_Task objective_
Reproduce exactly the span of lines that opens with the line containing "Query: person wearing dark jacket" and closes with the last line of the entries below.

Point localization data
————————

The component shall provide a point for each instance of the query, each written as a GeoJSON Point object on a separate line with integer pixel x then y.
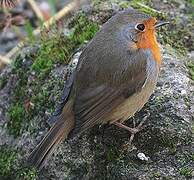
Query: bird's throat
{"type": "Point", "coordinates": [147, 40]}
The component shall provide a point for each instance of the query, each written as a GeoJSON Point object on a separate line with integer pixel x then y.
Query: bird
{"type": "Point", "coordinates": [116, 74]}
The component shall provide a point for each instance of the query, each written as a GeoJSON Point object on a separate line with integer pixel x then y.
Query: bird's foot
{"type": "Point", "coordinates": [133, 130]}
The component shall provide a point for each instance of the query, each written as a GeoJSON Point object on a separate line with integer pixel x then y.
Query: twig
{"type": "Point", "coordinates": [4, 60]}
{"type": "Point", "coordinates": [36, 9]}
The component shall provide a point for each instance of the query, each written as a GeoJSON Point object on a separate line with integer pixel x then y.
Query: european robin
{"type": "Point", "coordinates": [115, 76]}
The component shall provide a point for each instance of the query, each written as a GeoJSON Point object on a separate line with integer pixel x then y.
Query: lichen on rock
{"type": "Point", "coordinates": [28, 96]}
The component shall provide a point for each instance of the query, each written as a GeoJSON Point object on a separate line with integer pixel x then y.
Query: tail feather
{"type": "Point", "coordinates": [56, 134]}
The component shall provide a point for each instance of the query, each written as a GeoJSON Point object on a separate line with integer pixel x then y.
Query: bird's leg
{"type": "Point", "coordinates": [134, 130]}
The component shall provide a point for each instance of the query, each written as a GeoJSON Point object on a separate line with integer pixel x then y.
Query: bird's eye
{"type": "Point", "coordinates": [140, 27]}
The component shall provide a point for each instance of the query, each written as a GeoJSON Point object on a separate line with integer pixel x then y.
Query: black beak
{"type": "Point", "coordinates": [161, 24]}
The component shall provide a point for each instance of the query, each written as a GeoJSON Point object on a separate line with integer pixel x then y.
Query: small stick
{"type": "Point", "coordinates": [36, 9]}
{"type": "Point", "coordinates": [66, 10]}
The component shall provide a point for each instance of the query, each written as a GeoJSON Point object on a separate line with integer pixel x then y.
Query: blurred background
{"type": "Point", "coordinates": [40, 43]}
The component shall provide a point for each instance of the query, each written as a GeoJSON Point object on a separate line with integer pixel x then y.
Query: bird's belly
{"type": "Point", "coordinates": [132, 104]}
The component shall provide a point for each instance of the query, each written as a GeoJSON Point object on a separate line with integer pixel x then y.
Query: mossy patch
{"type": "Point", "coordinates": [191, 69]}
{"type": "Point", "coordinates": [186, 171]}
{"type": "Point", "coordinates": [3, 82]}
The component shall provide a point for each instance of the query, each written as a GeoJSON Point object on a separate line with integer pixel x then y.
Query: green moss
{"type": "Point", "coordinates": [17, 115]}
{"type": "Point", "coordinates": [55, 49]}
{"type": "Point", "coordinates": [58, 48]}
{"type": "Point", "coordinates": [142, 7]}
{"type": "Point", "coordinates": [84, 29]}
{"type": "Point", "coordinates": [191, 69]}
{"type": "Point", "coordinates": [186, 171]}
{"type": "Point", "coordinates": [7, 159]}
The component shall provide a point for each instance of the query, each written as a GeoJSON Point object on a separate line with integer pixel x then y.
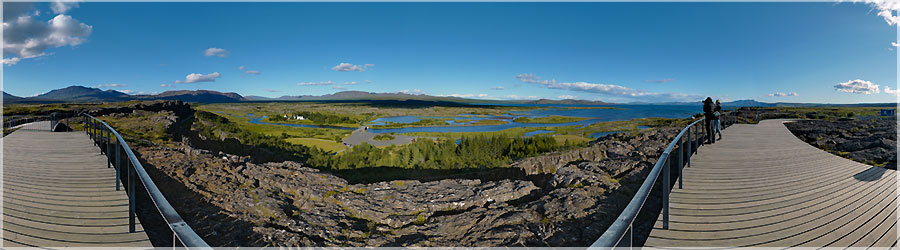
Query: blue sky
{"type": "Point", "coordinates": [619, 52]}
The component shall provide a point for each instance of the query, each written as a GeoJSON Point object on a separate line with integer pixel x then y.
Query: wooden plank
{"type": "Point", "coordinates": [761, 186]}
{"type": "Point", "coordinates": [58, 192]}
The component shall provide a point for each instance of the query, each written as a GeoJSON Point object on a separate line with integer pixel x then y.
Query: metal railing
{"type": "Point", "coordinates": [620, 233]}
{"type": "Point", "coordinates": [101, 134]}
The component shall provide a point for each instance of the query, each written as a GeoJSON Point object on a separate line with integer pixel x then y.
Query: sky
{"type": "Point", "coordinates": [823, 52]}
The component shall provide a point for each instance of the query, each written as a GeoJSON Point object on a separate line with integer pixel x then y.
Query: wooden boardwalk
{"type": "Point", "coordinates": [58, 192]}
{"type": "Point", "coordinates": [763, 187]}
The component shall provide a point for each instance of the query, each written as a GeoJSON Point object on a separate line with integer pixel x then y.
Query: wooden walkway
{"type": "Point", "coordinates": [763, 187]}
{"type": "Point", "coordinates": [58, 192]}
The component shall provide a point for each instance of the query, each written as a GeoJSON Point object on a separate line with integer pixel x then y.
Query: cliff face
{"type": "Point", "coordinates": [564, 199]}
{"type": "Point", "coordinates": [287, 204]}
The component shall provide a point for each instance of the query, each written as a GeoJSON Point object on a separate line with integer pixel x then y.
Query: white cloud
{"type": "Point", "coordinates": [315, 83]}
{"type": "Point", "coordinates": [532, 78]}
{"type": "Point", "coordinates": [61, 7]}
{"type": "Point", "coordinates": [11, 61]}
{"type": "Point", "coordinates": [24, 37]}
{"type": "Point", "coordinates": [783, 94]}
{"type": "Point", "coordinates": [111, 85]}
{"type": "Point", "coordinates": [347, 67]}
{"type": "Point", "coordinates": [216, 52]}
{"type": "Point", "coordinates": [197, 77]}
{"type": "Point", "coordinates": [608, 89]}
{"type": "Point", "coordinates": [857, 86]}
{"type": "Point", "coordinates": [517, 97]}
{"type": "Point", "coordinates": [660, 80]}
{"type": "Point", "coordinates": [460, 95]}
{"type": "Point", "coordinates": [412, 92]}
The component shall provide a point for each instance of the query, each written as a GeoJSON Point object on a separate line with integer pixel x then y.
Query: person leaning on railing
{"type": "Point", "coordinates": [709, 109]}
{"type": "Point", "coordinates": [717, 113]}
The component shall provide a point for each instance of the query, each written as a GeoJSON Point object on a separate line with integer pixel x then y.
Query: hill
{"type": "Point", "coordinates": [81, 94]}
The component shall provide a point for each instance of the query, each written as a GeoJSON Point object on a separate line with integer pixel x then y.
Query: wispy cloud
{"type": "Point", "coordinates": [412, 92]}
{"type": "Point", "coordinates": [61, 7]}
{"type": "Point", "coordinates": [111, 85]}
{"type": "Point", "coordinates": [518, 97]}
{"type": "Point", "coordinates": [11, 61]}
{"type": "Point", "coordinates": [885, 9]}
{"type": "Point", "coordinates": [25, 37]}
{"type": "Point", "coordinates": [197, 77]}
{"type": "Point", "coordinates": [347, 67]}
{"type": "Point", "coordinates": [660, 80]}
{"type": "Point", "coordinates": [608, 89]}
{"type": "Point", "coordinates": [315, 83]}
{"type": "Point", "coordinates": [216, 52]}
{"type": "Point", "coordinates": [783, 94]}
{"type": "Point", "coordinates": [857, 86]}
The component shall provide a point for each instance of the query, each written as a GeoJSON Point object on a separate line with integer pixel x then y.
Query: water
{"type": "Point", "coordinates": [624, 113]}
{"type": "Point", "coordinates": [537, 132]}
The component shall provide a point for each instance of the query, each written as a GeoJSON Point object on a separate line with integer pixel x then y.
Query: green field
{"type": "Point", "coordinates": [550, 119]}
{"type": "Point", "coordinates": [326, 145]}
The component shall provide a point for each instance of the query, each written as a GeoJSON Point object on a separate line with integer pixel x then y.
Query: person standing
{"type": "Point", "coordinates": [718, 124]}
{"type": "Point", "coordinates": [708, 112]}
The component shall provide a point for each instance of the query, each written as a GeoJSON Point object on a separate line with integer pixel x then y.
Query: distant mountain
{"type": "Point", "coordinates": [207, 96]}
{"type": "Point", "coordinates": [567, 102]}
{"type": "Point", "coordinates": [86, 94]}
{"type": "Point", "coordinates": [7, 98]}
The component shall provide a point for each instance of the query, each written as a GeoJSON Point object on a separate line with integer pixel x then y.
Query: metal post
{"type": "Point", "coordinates": [131, 192]}
{"type": "Point", "coordinates": [690, 147]}
{"type": "Point", "coordinates": [629, 235]}
{"type": "Point", "coordinates": [108, 144]}
{"type": "Point", "coordinates": [665, 190]}
{"type": "Point", "coordinates": [118, 163]}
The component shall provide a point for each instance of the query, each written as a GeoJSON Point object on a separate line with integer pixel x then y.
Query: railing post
{"type": "Point", "coordinates": [680, 161]}
{"type": "Point", "coordinates": [690, 147]}
{"type": "Point", "coordinates": [131, 191]}
{"type": "Point", "coordinates": [665, 190]}
{"type": "Point", "coordinates": [108, 149]}
{"type": "Point", "coordinates": [118, 163]}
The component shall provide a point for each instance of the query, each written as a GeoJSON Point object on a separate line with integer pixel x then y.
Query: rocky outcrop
{"type": "Point", "coordinates": [872, 141]}
{"type": "Point", "coordinates": [288, 204]}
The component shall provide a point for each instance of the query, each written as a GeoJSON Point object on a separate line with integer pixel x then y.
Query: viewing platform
{"type": "Point", "coordinates": [59, 192]}
{"type": "Point", "coordinates": [761, 186]}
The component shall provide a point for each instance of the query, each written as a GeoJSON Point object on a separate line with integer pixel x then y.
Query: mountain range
{"type": "Point", "coordinates": [81, 94]}
{"type": "Point", "coordinates": [86, 94]}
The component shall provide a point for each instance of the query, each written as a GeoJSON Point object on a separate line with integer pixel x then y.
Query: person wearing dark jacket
{"type": "Point", "coordinates": [717, 113]}
{"type": "Point", "coordinates": [709, 109]}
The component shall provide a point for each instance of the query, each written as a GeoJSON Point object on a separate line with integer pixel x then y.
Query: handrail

————————

_Written response_
Query: person wearing dark jacket
{"type": "Point", "coordinates": [717, 113]}
{"type": "Point", "coordinates": [709, 109]}
The component shall provide a point for each instance of the query, each written as a GeoJSON Point object on a separate line with integer pixel x then y.
Query: handrail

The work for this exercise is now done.